__Work to complete__. Within the listing below, locate all lines containing the word "tree". Copy each one.

__Input data__.

--------

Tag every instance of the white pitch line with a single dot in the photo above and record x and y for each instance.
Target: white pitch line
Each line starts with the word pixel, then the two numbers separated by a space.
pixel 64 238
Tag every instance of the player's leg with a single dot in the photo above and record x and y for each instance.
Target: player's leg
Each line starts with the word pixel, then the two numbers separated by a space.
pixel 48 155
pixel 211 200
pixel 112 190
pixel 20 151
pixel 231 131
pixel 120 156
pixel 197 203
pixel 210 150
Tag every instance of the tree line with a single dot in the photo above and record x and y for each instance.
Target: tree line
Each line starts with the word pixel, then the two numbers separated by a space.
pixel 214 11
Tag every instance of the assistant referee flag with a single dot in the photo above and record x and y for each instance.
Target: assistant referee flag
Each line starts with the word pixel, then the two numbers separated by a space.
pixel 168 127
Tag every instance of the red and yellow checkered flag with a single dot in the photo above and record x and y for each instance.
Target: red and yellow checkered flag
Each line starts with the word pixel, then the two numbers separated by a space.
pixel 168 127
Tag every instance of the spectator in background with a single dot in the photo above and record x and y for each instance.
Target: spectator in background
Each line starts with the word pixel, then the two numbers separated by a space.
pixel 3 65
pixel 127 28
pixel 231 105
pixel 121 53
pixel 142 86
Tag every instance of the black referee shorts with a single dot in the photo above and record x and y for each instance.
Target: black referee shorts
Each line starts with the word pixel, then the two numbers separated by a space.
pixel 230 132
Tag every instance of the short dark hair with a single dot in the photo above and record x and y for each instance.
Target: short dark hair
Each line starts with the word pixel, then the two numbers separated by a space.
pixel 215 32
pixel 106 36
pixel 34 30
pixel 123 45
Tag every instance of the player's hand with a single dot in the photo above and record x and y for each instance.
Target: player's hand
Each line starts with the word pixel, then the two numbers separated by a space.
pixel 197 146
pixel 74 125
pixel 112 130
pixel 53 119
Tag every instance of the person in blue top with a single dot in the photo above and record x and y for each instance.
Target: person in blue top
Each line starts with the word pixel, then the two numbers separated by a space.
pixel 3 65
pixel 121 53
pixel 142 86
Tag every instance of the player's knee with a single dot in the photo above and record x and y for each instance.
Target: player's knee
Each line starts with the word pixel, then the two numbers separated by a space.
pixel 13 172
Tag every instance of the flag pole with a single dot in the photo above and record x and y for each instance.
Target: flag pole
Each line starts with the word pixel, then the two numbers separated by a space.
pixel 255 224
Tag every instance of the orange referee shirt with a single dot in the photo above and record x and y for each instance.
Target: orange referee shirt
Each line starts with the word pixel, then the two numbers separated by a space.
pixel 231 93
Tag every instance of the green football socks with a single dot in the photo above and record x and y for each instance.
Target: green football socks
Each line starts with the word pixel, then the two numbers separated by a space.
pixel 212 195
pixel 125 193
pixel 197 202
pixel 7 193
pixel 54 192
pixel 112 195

--------

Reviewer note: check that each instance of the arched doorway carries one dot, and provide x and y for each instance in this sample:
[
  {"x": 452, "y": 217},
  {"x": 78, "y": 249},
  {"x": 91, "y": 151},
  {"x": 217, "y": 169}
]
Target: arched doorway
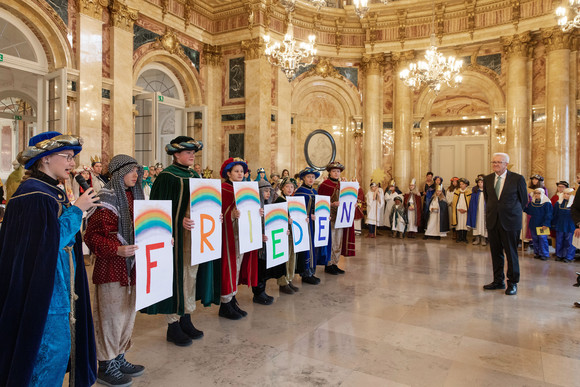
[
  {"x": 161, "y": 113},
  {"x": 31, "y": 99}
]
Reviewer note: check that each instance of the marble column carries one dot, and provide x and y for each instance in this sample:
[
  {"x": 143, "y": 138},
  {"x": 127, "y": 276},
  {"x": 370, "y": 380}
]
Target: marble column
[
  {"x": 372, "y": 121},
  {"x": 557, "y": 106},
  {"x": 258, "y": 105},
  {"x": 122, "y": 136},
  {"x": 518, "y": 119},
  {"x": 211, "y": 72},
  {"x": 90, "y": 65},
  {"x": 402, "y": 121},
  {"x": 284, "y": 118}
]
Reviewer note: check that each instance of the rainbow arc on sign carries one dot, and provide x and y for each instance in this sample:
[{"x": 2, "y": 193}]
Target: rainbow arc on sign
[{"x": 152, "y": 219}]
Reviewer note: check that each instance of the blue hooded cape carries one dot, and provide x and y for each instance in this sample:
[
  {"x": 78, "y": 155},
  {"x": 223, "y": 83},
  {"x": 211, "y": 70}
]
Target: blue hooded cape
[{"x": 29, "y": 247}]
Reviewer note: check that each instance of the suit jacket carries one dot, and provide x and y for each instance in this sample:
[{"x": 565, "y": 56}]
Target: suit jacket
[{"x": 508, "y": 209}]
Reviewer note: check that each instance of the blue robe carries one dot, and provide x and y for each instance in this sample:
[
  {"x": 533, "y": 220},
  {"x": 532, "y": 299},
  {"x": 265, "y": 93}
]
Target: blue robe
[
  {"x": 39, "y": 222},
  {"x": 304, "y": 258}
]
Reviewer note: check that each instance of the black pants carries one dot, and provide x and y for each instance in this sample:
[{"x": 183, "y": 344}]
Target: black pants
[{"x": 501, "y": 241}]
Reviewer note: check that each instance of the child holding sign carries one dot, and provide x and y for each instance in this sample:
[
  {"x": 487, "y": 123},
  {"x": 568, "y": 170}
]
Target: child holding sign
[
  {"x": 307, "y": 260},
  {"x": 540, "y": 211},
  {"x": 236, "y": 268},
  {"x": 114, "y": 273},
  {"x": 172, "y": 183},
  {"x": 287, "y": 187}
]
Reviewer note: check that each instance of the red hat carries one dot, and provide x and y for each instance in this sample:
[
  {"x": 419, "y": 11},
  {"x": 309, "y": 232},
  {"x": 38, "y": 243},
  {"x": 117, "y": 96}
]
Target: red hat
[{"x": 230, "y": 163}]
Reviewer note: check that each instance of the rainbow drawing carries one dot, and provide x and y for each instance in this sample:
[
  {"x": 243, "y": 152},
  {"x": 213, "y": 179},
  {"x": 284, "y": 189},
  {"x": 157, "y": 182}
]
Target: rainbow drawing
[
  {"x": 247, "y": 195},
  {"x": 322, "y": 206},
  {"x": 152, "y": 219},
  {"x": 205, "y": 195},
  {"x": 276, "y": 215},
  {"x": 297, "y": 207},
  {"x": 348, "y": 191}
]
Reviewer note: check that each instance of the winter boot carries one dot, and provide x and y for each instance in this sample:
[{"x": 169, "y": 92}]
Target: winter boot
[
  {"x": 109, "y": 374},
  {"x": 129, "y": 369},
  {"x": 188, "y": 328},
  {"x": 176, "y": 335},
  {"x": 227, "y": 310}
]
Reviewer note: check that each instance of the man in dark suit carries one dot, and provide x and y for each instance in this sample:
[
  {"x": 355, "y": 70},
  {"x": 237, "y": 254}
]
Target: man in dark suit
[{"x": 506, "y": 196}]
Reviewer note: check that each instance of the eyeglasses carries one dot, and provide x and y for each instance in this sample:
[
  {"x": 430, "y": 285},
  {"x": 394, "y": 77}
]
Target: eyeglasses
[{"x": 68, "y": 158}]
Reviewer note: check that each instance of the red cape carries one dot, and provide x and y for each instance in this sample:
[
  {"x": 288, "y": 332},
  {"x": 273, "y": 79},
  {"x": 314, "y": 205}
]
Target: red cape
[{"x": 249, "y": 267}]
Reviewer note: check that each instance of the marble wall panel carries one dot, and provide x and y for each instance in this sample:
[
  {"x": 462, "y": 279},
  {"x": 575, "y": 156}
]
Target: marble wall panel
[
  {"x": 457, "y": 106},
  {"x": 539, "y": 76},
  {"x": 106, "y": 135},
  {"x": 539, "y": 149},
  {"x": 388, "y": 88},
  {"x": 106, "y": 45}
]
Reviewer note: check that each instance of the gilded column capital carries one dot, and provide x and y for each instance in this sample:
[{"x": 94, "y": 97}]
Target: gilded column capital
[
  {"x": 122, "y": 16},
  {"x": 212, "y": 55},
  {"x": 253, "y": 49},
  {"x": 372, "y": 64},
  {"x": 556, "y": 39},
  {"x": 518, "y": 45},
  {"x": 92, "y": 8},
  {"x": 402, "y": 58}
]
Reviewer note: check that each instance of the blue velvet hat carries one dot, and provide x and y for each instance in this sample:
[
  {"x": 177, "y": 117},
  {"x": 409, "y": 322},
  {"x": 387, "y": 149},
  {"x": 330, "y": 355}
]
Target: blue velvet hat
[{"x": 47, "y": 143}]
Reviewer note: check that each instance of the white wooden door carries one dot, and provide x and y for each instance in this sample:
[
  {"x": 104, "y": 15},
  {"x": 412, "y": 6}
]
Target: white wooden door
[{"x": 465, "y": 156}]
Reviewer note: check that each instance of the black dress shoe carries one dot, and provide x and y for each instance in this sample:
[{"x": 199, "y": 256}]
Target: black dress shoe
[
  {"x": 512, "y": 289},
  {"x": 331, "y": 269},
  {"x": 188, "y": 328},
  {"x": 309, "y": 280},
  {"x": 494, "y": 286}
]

--------

__Finished exercise__.
Tag every instance of the tree line with a single dot in the photo above and record x and y for each instance.
Target: tree line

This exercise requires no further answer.